-- Opening Marker --

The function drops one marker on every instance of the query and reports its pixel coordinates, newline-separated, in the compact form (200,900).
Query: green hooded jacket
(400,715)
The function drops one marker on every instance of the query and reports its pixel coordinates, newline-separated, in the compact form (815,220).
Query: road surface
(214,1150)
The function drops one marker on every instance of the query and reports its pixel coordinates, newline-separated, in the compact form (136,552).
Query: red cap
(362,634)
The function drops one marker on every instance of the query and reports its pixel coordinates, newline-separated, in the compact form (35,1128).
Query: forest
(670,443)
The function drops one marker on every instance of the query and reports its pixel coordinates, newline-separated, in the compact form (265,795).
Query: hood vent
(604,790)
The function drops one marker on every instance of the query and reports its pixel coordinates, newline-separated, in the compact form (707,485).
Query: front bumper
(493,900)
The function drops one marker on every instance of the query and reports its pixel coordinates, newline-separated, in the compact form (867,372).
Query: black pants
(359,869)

-- Closing Marker --

### Exercise description:
Set down all of the data above, word for word.

### Written response:
The function drops one marker on every instance of the query and reports its pixel coordinates, newline-separated, in the compact form (200,900).
Query: green hooded jacket
(400,715)
The function drops one marker on every instance of the query and reports its pixel coordinates, newline-separated, in the compact form (815,220).
Query: road surface
(214,1150)
The function drops one marker on every instance of the query and reports its pixel coordinates, newline-separated, in the compact form (136,552).
Query: red cap
(362,634)
The function drops one marker on every instance of the query and reports its pixel coordinates, newline-separated, in the compact form (35,1128).
Query: forest
(670,443)
The function drops one marker on every instance of the query and reports its pixel coordinates, newline-separated, in the compact form (265,795).
Query: hood vent
(604,790)
The function drops one marker on every instance of the query and reports its pixel coordinates, newline-separated, in the compact form (707,485).
Query: front bumper
(493,900)
The function drops one marker on every instance of the query and reports its pixel coordinates, newline-separated, in the compact form (867,372).
Query: black pants
(359,869)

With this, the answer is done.